◆ **SHORT TASK**
Repeat the whole listing below, word for word.
:: DATA SHOWN
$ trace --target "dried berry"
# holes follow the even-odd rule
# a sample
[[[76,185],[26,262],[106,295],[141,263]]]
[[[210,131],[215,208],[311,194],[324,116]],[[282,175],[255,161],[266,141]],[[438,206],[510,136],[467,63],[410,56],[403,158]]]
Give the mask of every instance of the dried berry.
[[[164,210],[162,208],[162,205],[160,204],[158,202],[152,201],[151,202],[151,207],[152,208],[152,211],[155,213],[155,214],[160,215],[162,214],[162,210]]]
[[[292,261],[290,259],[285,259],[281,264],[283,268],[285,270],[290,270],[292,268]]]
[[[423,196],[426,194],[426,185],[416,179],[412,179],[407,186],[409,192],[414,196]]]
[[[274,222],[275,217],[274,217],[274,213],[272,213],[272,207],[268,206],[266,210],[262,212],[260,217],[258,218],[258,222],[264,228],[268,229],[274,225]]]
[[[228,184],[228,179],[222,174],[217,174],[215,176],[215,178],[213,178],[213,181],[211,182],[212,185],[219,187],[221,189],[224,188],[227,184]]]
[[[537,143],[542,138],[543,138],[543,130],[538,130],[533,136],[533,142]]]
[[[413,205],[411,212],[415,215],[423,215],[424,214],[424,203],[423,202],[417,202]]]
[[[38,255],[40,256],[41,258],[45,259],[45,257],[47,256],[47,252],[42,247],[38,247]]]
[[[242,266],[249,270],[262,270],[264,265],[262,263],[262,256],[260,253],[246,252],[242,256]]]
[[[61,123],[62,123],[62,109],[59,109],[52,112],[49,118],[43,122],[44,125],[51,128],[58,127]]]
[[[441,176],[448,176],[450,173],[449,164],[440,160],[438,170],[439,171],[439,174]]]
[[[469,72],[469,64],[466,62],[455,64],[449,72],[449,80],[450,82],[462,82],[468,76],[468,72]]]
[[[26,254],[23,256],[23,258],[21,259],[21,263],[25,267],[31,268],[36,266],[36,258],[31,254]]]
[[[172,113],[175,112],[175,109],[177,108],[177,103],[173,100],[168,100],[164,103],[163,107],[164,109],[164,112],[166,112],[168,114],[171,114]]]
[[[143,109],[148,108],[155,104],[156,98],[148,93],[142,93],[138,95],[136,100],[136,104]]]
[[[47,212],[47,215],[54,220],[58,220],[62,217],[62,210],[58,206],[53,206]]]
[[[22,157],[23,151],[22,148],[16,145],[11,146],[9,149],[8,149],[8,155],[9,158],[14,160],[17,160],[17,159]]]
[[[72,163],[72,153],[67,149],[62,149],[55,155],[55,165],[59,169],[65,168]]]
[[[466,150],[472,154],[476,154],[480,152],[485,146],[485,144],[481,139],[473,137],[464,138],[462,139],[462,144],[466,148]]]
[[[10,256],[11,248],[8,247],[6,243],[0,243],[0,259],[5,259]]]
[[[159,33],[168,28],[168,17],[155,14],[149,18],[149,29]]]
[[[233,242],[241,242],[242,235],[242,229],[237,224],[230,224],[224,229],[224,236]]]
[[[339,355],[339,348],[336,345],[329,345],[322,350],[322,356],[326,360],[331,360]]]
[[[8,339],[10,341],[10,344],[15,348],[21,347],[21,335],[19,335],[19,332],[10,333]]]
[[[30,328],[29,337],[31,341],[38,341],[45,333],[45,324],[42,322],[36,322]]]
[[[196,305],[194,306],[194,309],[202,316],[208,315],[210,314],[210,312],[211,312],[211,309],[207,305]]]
::::
◆ **RESULT OF THIS EXERCISE**
$ trace --target "dried berry"
# holes follow the even-odd rule
# a sample
[[[76,185],[26,262],[106,295],[141,263]]]
[[[210,131],[215,208],[311,194],[324,116]],[[282,175],[255,161],[266,141]],[[438,206],[510,136],[467,63],[410,56],[403,158]]]
Give the mask of every instance of the dried berry.
[[[164,210],[162,208],[162,205],[160,204],[158,202],[152,201],[151,202],[151,207],[152,208],[152,211],[155,213],[155,214],[160,215],[162,214],[162,210]]]
[[[292,261],[290,259],[285,259],[281,264],[283,268],[285,270],[290,270],[292,268]]]
[[[423,196],[426,194],[426,185],[416,179],[412,179],[407,186],[409,192],[414,196]]]
[[[274,222],[275,217],[274,217],[274,213],[272,213],[272,207],[268,206],[266,210],[262,212],[260,217],[258,218],[258,222],[264,228],[268,229],[274,225]]]
[[[228,184],[228,179],[222,174],[217,174],[215,176],[215,178],[213,178],[213,181],[211,182],[212,185],[219,187],[221,189],[224,188],[227,184]]]
[[[537,143],[542,138],[543,138],[543,130],[538,130],[533,136],[533,142]]]
[[[413,205],[411,212],[415,215],[423,215],[424,214],[424,203],[423,202],[417,202]]]
[[[38,255],[40,256],[41,258],[45,259],[45,257],[47,256],[47,252],[42,247],[38,247]]]
[[[242,266],[249,270],[262,270],[264,265],[262,263],[262,256],[260,253],[246,252],[242,256]]]
[[[61,123],[62,123],[62,109],[59,109],[52,112],[49,118],[43,122],[44,125],[51,128],[58,127]]]
[[[441,176],[448,176],[450,173],[449,164],[440,160],[438,170],[439,171],[439,174]]]
[[[469,72],[469,64],[466,62],[455,64],[449,72],[449,80],[450,82],[462,82],[468,76],[468,72]]]
[[[26,254],[23,256],[23,258],[21,259],[21,263],[25,267],[31,268],[36,266],[36,258],[31,254]]]
[[[172,113],[175,112],[175,109],[177,108],[177,103],[173,100],[168,100],[164,103],[163,107],[164,109],[164,112],[166,112],[168,114],[171,114]]]
[[[143,109],[148,108],[155,104],[156,98],[148,93],[142,93],[138,95],[136,100],[136,104]]]
[[[47,212],[47,215],[54,220],[58,220],[62,217],[62,210],[58,206],[53,206]]]
[[[22,157],[23,151],[22,148],[16,145],[11,146],[9,149],[8,149],[8,155],[9,158],[14,160],[17,160],[17,159]]]
[[[72,163],[72,153],[67,149],[62,149],[55,155],[55,165],[59,169],[65,168]]]
[[[466,150],[472,154],[476,154],[480,152],[485,146],[485,144],[481,139],[473,137],[464,138],[462,139],[462,144],[466,148]]]
[[[10,256],[11,248],[8,247],[6,243],[0,243],[0,259],[5,259]]]
[[[159,33],[168,28],[168,17],[155,14],[149,18],[149,29]]]
[[[233,242],[241,242],[242,235],[242,229],[237,224],[230,224],[224,229],[224,236]]]
[[[339,355],[339,348],[336,345],[329,345],[322,350],[322,356],[326,360],[331,360]]]
[[[8,339],[10,341],[10,344],[15,348],[21,347],[21,335],[19,335],[19,332],[10,333]]]
[[[30,328],[29,337],[31,341],[38,341],[45,333],[45,324],[42,322],[36,322]]]
[[[196,305],[194,306],[194,309],[202,316],[208,315],[210,314],[210,312],[211,312],[211,309],[207,305]]]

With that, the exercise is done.